● **Point-based annotation data**
## BEGIN

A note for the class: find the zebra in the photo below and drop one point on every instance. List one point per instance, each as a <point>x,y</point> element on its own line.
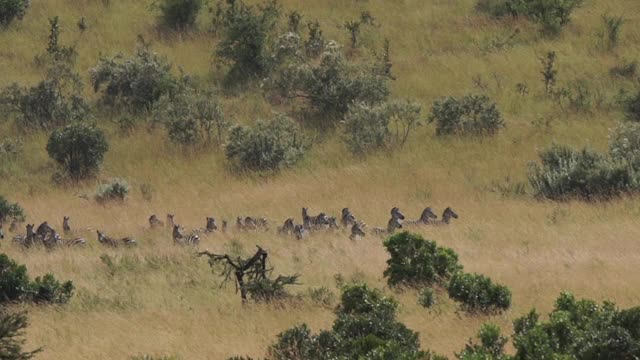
<point>300,232</point>
<point>154,222</point>
<point>178,238</point>
<point>357,231</point>
<point>65,225</point>
<point>427,217</point>
<point>447,215</point>
<point>347,219</point>
<point>111,242</point>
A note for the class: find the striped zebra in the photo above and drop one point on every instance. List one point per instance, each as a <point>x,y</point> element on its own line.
<point>65,225</point>
<point>154,222</point>
<point>111,242</point>
<point>180,239</point>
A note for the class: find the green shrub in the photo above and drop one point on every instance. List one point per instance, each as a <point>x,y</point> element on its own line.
<point>78,148</point>
<point>179,14</point>
<point>426,297</point>
<point>49,290</point>
<point>469,115</point>
<point>245,42</point>
<point>565,173</point>
<point>15,285</point>
<point>268,146</point>
<point>372,127</point>
<point>10,211</point>
<point>415,261</point>
<point>12,328</point>
<point>135,83</point>
<point>116,190</point>
<point>478,293</point>
<point>12,9</point>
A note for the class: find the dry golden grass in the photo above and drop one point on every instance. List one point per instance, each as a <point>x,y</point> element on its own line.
<point>163,300</point>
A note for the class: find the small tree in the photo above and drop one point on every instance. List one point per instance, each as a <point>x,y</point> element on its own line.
<point>179,14</point>
<point>268,146</point>
<point>470,115</point>
<point>12,9</point>
<point>78,148</point>
<point>12,328</point>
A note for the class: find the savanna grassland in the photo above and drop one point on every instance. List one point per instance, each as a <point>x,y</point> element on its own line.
<point>161,299</point>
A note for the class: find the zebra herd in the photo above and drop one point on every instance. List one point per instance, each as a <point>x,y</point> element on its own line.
<point>48,237</point>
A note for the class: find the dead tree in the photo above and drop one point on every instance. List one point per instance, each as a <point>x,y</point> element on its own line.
<point>250,275</point>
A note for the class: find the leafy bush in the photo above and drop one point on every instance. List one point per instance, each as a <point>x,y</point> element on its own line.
<point>11,330</point>
<point>116,190</point>
<point>415,261</point>
<point>478,293</point>
<point>472,115</point>
<point>245,42</point>
<point>78,148</point>
<point>268,146</point>
<point>579,329</point>
<point>179,14</point>
<point>192,117</point>
<point>551,14</point>
<point>565,173</point>
<point>12,9</point>
<point>365,328</point>
<point>15,285</point>
<point>135,83</point>
<point>372,127</point>
<point>9,211</point>
<point>427,297</point>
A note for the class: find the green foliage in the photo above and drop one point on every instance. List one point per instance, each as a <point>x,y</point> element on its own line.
<point>12,9</point>
<point>115,190</point>
<point>78,148</point>
<point>246,39</point>
<point>552,15</point>
<point>579,329</point>
<point>426,297</point>
<point>565,173</point>
<point>268,146</point>
<point>365,328</point>
<point>135,83</point>
<point>12,328</point>
<point>192,117</point>
<point>10,211</point>
<point>15,285</point>
<point>491,345</point>
<point>179,14</point>
<point>469,115</point>
<point>386,125</point>
<point>415,261</point>
<point>478,293</point>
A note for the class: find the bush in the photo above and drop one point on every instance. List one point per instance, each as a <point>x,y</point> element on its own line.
<point>135,83</point>
<point>116,190</point>
<point>11,330</point>
<point>245,42</point>
<point>478,293</point>
<point>565,173</point>
<point>12,9</point>
<point>552,15</point>
<point>9,211</point>
<point>470,115</point>
<point>179,14</point>
<point>268,146</point>
<point>365,328</point>
<point>415,261</point>
<point>15,285</point>
<point>192,117</point>
<point>78,148</point>
<point>370,127</point>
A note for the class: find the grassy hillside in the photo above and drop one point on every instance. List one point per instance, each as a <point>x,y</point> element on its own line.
<point>159,299</point>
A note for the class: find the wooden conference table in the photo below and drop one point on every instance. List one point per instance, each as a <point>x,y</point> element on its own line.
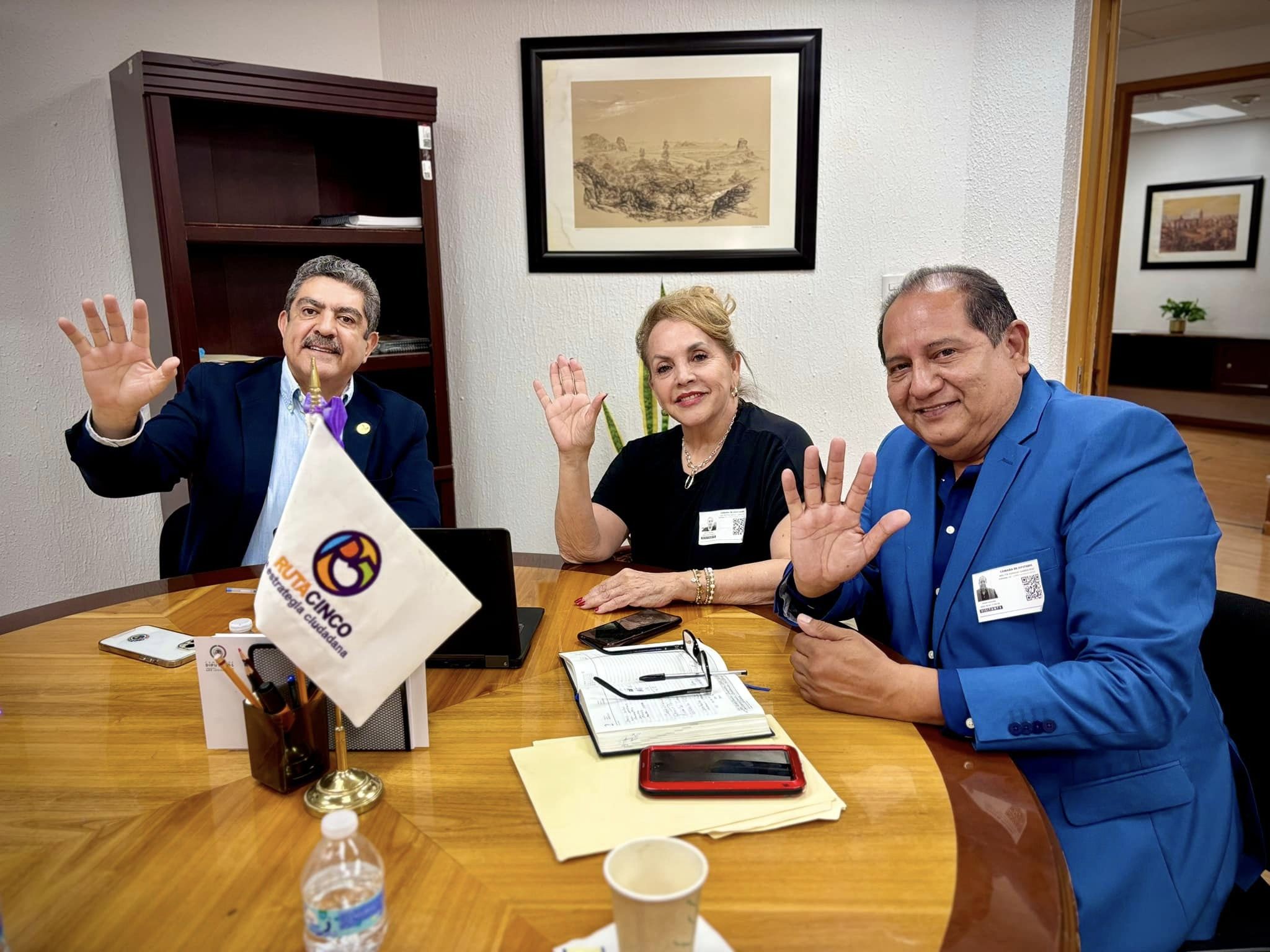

## END

● **Task details**
Update the entries by replacing "drop one point" with "place a single point" wherever it occurs, leaving everything else unchanged. Omit the pictures from your answer.

● **Solution to this task**
A note for the class: find the zebra in the photo below and place a single point on every instance. List one point per instance, each as a <point>x,y</point> element on its own line.
<point>300,232</point>
<point>154,222</point>
<point>178,238</point>
<point>357,231</point>
<point>65,225</point>
<point>427,217</point>
<point>447,215</point>
<point>347,219</point>
<point>111,242</point>
A note for the class: find the striped zebra in the photo above and place a single point on every instance. List one point per instance, each as a <point>x,y</point> element on its own line.
<point>65,225</point>
<point>154,222</point>
<point>111,242</point>
<point>180,239</point>
A note for the class: find the green shrub in the photo above and place a single point on every instance. List one point per instance, each as a <point>x,y</point> element on its own line.
<point>78,148</point>
<point>179,14</point>
<point>426,297</point>
<point>49,290</point>
<point>469,115</point>
<point>245,42</point>
<point>565,173</point>
<point>15,285</point>
<point>268,146</point>
<point>372,127</point>
<point>10,211</point>
<point>415,261</point>
<point>12,328</point>
<point>135,83</point>
<point>116,190</point>
<point>478,293</point>
<point>12,9</point>
A note for the class: find the dry golden grass in the photo above and place a single point on every instance. List one point per instance, each as a <point>x,y</point> element on its own line.
<point>163,300</point>
A note for the class: find the small tree in the photo above and place a single point on every instance. List one point per instance, each as a <point>x,y</point> element on its own line.
<point>179,14</point>
<point>268,146</point>
<point>470,115</point>
<point>12,9</point>
<point>78,148</point>
<point>12,328</point>
A note for the class: find the savanna grassland in the photo above and place a single point on every instance. List one point per instance, each as a <point>x,y</point> element on its own line.
<point>161,299</point>
A note for the class: find the zebra herd in the photo above and place a single point on every instance. List one point per instance, each as a <point>x,y</point> element on its own line.
<point>48,237</point>
A note for the class: find the dead tree in the photo above and place a single point on every instance. List one point per instance, each as a <point>x,y</point> element on its own line.
<point>250,275</point>
A note for the class: find the leafy bush in the photo above and place a single point on every instance. List one point per instance, each as a <point>x,y</point> element on its own line.
<point>11,330</point>
<point>116,190</point>
<point>415,261</point>
<point>478,293</point>
<point>472,115</point>
<point>245,42</point>
<point>78,148</point>
<point>268,146</point>
<point>579,329</point>
<point>179,14</point>
<point>192,117</point>
<point>551,14</point>
<point>565,173</point>
<point>12,9</point>
<point>365,328</point>
<point>15,285</point>
<point>135,83</point>
<point>372,127</point>
<point>9,211</point>
<point>427,297</point>
A note for the class: find the green foliage in the photo above and place a single point on every instance. List one point per instance, each as a <point>x,y</point> element on its own line.
<point>12,9</point>
<point>115,190</point>
<point>78,148</point>
<point>246,39</point>
<point>552,15</point>
<point>579,329</point>
<point>426,297</point>
<point>565,173</point>
<point>268,146</point>
<point>365,328</point>
<point>135,83</point>
<point>12,328</point>
<point>192,117</point>
<point>10,211</point>
<point>15,285</point>
<point>491,345</point>
<point>179,14</point>
<point>469,115</point>
<point>386,125</point>
<point>415,261</point>
<point>478,293</point>
A note for the class: find the bush in the photo above and place a single point on every instance. List one point per instance, each as a <point>x,y</point> element on its own line.
<point>135,83</point>
<point>116,190</point>
<point>11,330</point>
<point>245,42</point>
<point>478,293</point>
<point>565,173</point>
<point>12,9</point>
<point>552,15</point>
<point>9,211</point>
<point>470,115</point>
<point>179,14</point>
<point>268,146</point>
<point>365,328</point>
<point>415,261</point>
<point>15,285</point>
<point>192,117</point>
<point>78,148</point>
<point>370,127</point>
A note for the class: find the grassy hillside in the photo above and place a single point on every instance. List one point per instance, each as a <point>x,y</point> element on its own line.
<point>159,299</point>
A note for the class: find the wooden conference table in the photo below and place a single point on every instance. List one point per instance, each as a <point>x,y</point> element on its own line.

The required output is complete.